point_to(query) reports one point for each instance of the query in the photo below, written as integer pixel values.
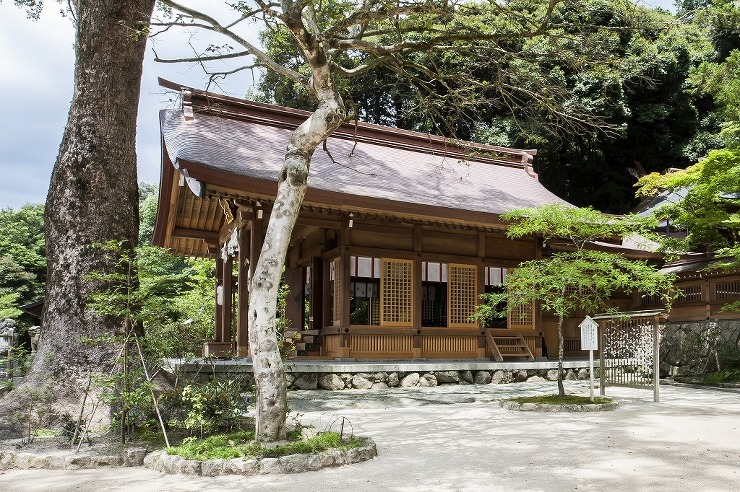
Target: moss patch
(242, 445)
(727, 376)
(565, 400)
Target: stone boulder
(447, 377)
(466, 376)
(362, 381)
(410, 380)
(331, 382)
(482, 377)
(306, 381)
(427, 380)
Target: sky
(36, 81)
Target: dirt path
(458, 438)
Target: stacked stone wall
(696, 348)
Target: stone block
(427, 380)
(362, 381)
(381, 377)
(294, 463)
(482, 377)
(212, 468)
(447, 377)
(240, 466)
(410, 380)
(331, 457)
(269, 466)
(307, 380)
(466, 376)
(331, 382)
(189, 467)
(134, 456)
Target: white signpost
(590, 342)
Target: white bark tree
(335, 40)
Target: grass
(565, 400)
(242, 445)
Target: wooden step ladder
(307, 343)
(504, 344)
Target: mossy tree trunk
(93, 195)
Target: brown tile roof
(241, 145)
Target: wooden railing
(506, 344)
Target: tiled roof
(388, 171)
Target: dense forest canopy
(656, 118)
(671, 99)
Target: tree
(640, 91)
(708, 204)
(22, 253)
(93, 193)
(337, 41)
(581, 279)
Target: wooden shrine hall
(398, 235)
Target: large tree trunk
(269, 372)
(93, 195)
(561, 343)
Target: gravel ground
(459, 438)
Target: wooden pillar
(344, 282)
(416, 293)
(219, 284)
(316, 308)
(480, 289)
(242, 302)
(294, 301)
(227, 307)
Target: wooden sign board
(589, 334)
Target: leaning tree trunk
(268, 367)
(93, 194)
(561, 388)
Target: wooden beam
(209, 237)
(242, 334)
(227, 307)
(218, 317)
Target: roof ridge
(232, 107)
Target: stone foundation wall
(396, 379)
(694, 349)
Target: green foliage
(217, 405)
(242, 445)
(581, 279)
(563, 400)
(584, 280)
(37, 412)
(148, 200)
(170, 297)
(22, 257)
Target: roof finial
(187, 105)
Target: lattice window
(396, 292)
(727, 290)
(462, 288)
(651, 300)
(689, 294)
(336, 293)
(522, 317)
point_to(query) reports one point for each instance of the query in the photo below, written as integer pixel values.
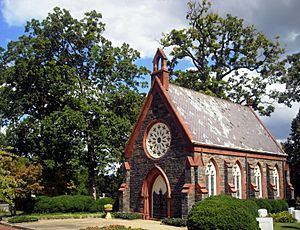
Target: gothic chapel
(186, 146)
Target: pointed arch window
(237, 181)
(257, 177)
(211, 181)
(276, 181)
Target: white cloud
(139, 23)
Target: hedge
(178, 222)
(222, 212)
(128, 216)
(283, 217)
(20, 219)
(67, 203)
(273, 206)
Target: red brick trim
(146, 133)
(263, 180)
(218, 178)
(206, 149)
(187, 188)
(201, 188)
(231, 188)
(147, 188)
(158, 88)
(194, 161)
(254, 187)
(243, 178)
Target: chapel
(187, 146)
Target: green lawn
(285, 226)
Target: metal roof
(217, 122)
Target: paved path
(73, 224)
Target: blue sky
(141, 23)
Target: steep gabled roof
(217, 122)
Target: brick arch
(280, 175)
(218, 178)
(147, 188)
(263, 179)
(243, 177)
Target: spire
(160, 68)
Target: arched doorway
(156, 193)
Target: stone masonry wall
(173, 162)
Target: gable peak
(160, 69)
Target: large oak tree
(231, 60)
(69, 96)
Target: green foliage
(19, 177)
(70, 98)
(297, 202)
(292, 147)
(67, 203)
(221, 212)
(221, 49)
(20, 219)
(178, 222)
(283, 217)
(127, 216)
(292, 80)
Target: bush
(273, 206)
(20, 219)
(221, 212)
(128, 216)
(98, 205)
(66, 203)
(263, 204)
(283, 217)
(178, 222)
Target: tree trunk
(92, 183)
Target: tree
(69, 96)
(292, 148)
(19, 178)
(231, 60)
(292, 80)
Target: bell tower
(160, 69)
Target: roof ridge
(221, 99)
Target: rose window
(158, 140)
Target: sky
(141, 24)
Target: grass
(286, 226)
(48, 216)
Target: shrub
(221, 212)
(127, 215)
(20, 219)
(283, 217)
(98, 205)
(263, 204)
(178, 222)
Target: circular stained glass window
(158, 140)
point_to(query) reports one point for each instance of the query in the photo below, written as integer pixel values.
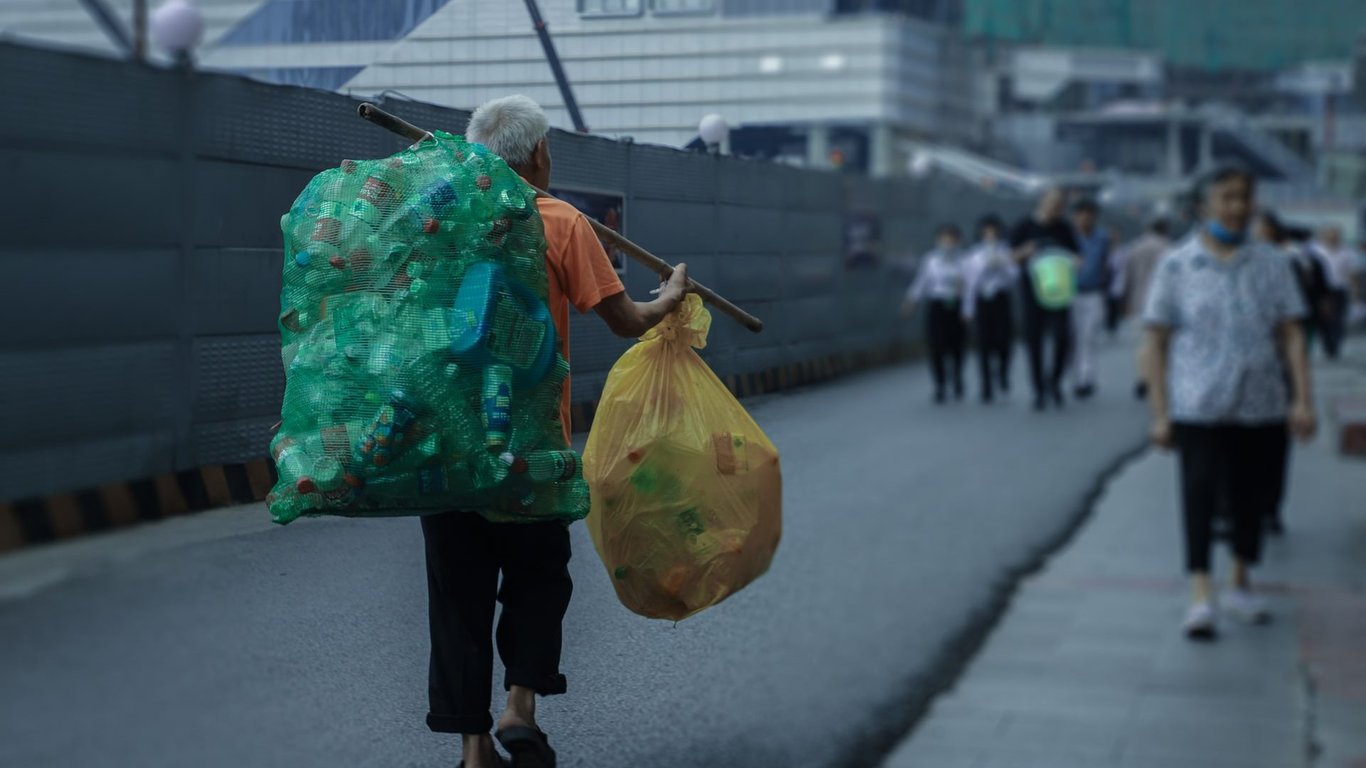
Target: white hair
(510, 127)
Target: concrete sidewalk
(1089, 668)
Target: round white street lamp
(713, 131)
(178, 28)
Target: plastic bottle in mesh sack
(377, 254)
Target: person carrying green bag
(1047, 248)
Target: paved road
(223, 641)
(1089, 668)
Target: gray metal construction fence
(141, 249)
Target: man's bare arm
(631, 319)
(1295, 353)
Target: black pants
(1335, 324)
(1041, 324)
(465, 554)
(947, 338)
(995, 336)
(1236, 465)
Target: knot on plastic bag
(687, 324)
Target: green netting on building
(422, 368)
(1208, 34)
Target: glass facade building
(1198, 34)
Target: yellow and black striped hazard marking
(66, 515)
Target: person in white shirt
(1339, 265)
(991, 275)
(940, 284)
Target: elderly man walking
(467, 554)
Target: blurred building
(1128, 86)
(805, 81)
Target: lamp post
(178, 28)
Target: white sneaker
(1200, 621)
(1247, 607)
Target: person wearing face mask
(940, 284)
(991, 276)
(1223, 330)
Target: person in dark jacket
(1045, 230)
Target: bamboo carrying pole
(653, 263)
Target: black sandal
(503, 761)
(527, 746)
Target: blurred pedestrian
(467, 554)
(1139, 261)
(1042, 234)
(1312, 275)
(1340, 265)
(940, 284)
(1093, 280)
(1221, 317)
(991, 280)
(1118, 286)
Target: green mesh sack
(422, 368)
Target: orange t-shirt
(579, 273)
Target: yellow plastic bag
(687, 492)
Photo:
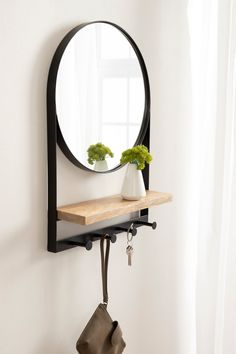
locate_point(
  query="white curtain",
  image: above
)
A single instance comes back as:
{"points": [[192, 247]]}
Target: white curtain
{"points": [[210, 256]]}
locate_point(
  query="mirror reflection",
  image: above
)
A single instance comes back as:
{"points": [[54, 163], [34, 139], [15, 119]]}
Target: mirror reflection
{"points": [[100, 96]]}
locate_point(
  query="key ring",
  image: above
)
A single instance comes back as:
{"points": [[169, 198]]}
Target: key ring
{"points": [[129, 234]]}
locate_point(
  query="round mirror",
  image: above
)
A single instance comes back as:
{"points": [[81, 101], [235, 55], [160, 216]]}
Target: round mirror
{"points": [[101, 94]]}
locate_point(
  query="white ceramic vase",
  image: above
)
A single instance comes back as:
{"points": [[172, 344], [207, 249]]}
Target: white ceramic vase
{"points": [[101, 166], [133, 187]]}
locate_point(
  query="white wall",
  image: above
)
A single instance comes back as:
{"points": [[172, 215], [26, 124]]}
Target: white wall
{"points": [[45, 298]]}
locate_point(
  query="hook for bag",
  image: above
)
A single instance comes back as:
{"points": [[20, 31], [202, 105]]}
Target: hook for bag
{"points": [[111, 237]]}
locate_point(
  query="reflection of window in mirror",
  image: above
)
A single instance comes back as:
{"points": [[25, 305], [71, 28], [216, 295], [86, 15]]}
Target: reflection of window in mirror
{"points": [[100, 92]]}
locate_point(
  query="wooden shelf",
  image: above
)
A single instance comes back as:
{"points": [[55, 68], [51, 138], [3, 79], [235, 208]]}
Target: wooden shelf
{"points": [[89, 212]]}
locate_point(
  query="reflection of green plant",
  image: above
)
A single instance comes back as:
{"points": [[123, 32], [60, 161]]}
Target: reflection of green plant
{"points": [[98, 152], [138, 154]]}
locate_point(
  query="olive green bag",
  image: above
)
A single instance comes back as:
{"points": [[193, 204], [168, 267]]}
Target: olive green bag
{"points": [[101, 335]]}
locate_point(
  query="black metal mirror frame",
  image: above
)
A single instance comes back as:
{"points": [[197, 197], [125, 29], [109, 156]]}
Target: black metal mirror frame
{"points": [[54, 137]]}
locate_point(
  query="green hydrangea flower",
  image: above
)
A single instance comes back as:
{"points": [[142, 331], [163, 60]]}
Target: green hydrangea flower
{"points": [[98, 152]]}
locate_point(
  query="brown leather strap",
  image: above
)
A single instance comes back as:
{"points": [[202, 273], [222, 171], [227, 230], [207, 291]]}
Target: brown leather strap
{"points": [[104, 264]]}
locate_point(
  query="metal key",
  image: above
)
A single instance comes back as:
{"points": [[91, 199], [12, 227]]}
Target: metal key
{"points": [[129, 252]]}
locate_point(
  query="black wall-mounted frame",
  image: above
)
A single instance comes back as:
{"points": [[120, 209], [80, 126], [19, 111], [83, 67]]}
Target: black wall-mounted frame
{"points": [[54, 136]]}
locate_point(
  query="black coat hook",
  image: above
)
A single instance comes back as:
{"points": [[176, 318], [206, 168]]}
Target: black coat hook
{"points": [[132, 230], [87, 244]]}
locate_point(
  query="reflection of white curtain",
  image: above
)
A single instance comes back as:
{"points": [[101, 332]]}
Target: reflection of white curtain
{"points": [[209, 246]]}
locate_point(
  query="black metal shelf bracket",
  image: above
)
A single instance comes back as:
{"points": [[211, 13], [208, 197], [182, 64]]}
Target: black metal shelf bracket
{"points": [[54, 137]]}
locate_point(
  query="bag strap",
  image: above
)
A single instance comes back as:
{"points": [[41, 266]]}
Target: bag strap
{"points": [[104, 264]]}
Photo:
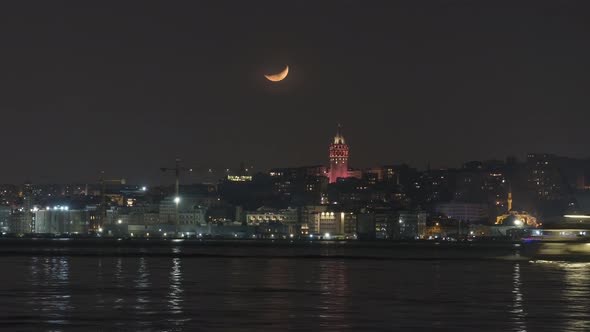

→ **STATED PROBLEM**: Please extract every line of the material above that contains the word "strap", copying each one in full.

→ **OUTPUT OF THE TASK**:
  query="brown leather strap",
Target: brown leather strap
  query="bag strap",
Target: bag strap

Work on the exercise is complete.